◆ Work to complete ◆
Output the data below verbatim, every line unchanged, but leave out the pictures.

◆ Dataset excerpts ◆

**********

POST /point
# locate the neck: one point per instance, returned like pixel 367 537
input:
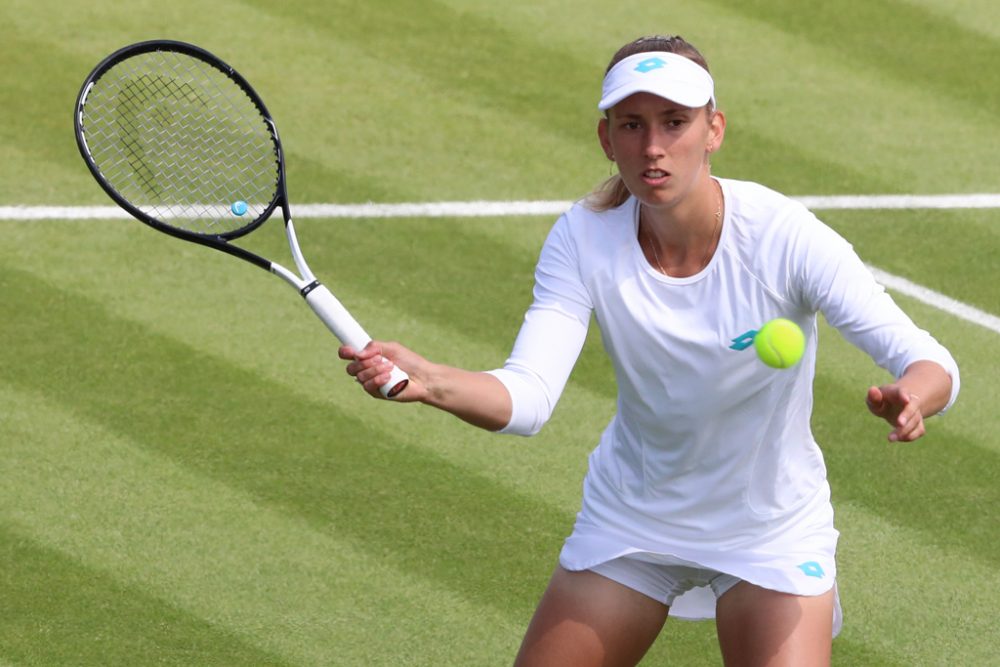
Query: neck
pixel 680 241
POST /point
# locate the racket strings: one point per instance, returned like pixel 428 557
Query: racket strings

**********

◆ Worked solution ◆
POST /point
# locate the neck: one point per instance, returned like pixel 367 537
input:
Query: neck
pixel 680 241
POST /point
# locate the racket strings: one point per instance, returned like pixel 428 557
Query: racket strings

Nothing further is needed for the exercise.